* _WORK TASK_:
Two lines below mark the span: the one containing "[(415, 145), (177, 421), (130, 280)]" and the one containing "[(413, 34)]". Set down both, plus every line between, exactly as they stand, and nothing else.

[[ THE RECORDS open ]]

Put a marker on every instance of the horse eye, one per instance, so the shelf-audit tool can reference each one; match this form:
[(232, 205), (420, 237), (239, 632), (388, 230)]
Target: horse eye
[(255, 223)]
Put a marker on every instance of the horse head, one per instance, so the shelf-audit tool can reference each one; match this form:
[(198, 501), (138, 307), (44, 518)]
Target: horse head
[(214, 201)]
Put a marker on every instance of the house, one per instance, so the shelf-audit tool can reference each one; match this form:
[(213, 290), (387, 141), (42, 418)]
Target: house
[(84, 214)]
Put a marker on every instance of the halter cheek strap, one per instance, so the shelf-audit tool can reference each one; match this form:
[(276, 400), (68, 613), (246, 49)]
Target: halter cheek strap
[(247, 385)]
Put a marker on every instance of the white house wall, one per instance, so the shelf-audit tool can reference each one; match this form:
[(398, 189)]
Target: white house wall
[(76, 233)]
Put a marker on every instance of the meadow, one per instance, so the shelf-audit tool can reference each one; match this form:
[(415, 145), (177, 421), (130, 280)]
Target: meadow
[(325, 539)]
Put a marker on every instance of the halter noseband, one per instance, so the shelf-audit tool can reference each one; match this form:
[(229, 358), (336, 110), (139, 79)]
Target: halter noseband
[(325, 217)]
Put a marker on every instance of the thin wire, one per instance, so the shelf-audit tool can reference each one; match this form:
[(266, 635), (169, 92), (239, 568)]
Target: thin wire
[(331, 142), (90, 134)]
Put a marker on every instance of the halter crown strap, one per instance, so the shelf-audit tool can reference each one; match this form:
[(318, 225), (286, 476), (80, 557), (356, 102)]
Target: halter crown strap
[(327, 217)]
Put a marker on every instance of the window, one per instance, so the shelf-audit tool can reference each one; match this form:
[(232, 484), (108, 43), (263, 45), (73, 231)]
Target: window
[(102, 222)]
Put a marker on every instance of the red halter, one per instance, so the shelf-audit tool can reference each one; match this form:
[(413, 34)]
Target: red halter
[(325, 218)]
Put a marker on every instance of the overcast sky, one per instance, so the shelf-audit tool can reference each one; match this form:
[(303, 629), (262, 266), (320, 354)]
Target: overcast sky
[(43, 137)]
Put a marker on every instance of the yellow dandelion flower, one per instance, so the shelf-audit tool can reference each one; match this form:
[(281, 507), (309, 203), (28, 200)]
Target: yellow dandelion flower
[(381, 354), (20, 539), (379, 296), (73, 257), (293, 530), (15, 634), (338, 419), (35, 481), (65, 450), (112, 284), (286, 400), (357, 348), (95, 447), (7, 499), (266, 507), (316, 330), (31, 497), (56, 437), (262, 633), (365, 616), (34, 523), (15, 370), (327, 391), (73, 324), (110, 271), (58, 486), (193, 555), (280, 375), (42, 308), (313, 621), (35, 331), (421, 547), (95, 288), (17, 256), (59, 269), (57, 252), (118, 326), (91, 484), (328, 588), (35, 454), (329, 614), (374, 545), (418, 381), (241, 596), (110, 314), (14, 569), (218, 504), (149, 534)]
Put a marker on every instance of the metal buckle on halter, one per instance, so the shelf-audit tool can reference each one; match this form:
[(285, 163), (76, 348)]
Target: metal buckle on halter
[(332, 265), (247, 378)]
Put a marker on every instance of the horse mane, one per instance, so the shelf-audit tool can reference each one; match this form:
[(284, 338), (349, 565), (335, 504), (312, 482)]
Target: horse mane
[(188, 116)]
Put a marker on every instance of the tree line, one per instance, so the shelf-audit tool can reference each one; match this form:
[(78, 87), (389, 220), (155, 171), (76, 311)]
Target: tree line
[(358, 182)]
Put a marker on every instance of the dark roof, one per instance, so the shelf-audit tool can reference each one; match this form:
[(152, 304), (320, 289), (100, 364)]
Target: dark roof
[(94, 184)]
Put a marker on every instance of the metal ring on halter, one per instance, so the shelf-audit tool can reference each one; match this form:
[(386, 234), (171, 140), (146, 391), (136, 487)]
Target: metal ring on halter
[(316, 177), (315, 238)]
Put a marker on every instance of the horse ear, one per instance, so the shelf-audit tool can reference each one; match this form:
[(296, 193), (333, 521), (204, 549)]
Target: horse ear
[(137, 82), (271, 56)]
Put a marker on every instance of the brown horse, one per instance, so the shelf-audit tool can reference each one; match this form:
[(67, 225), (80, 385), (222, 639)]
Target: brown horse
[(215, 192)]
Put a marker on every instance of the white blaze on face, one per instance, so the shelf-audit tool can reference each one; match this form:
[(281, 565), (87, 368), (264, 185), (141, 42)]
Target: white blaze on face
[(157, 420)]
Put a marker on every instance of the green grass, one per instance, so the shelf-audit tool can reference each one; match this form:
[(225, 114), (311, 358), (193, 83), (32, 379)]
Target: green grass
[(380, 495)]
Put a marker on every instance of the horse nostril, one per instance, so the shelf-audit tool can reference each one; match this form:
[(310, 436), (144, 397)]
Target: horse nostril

[[ THE RECORDS closed ]]

* _THE ANSWER_:
[(415, 145), (177, 421), (130, 280)]
Target: meadow
[(325, 539)]
Put a marker on every instance of the halter noseband, one per instance, so the shelf-audit tool can reference each one; match this form:
[(229, 358), (336, 110), (139, 79)]
Target: halter noseband
[(325, 217)]
Put a marker on every instance of the thin wire, one per instance, so the shelf-audit tool can reference each one; match this form:
[(266, 635), (169, 92), (239, 568)]
Target: thin wire
[(331, 142), (90, 134)]
Put a marker on every instance of the halter crown strap, one per instance, so the shelf-audit tool can reference each one; match this form:
[(318, 225), (286, 476), (80, 557), (356, 102)]
Target: halter crown strap
[(327, 217)]
Put a marker on every instance of the window, one per instance, so the shelf-audit tool can reference each one; match this form:
[(232, 484), (108, 43), (263, 45), (73, 231)]
Target: window
[(102, 222)]
Put a marker on every instance of the red halter, one per instance, so the shelf-audit tool can reference each one; match this form:
[(413, 34)]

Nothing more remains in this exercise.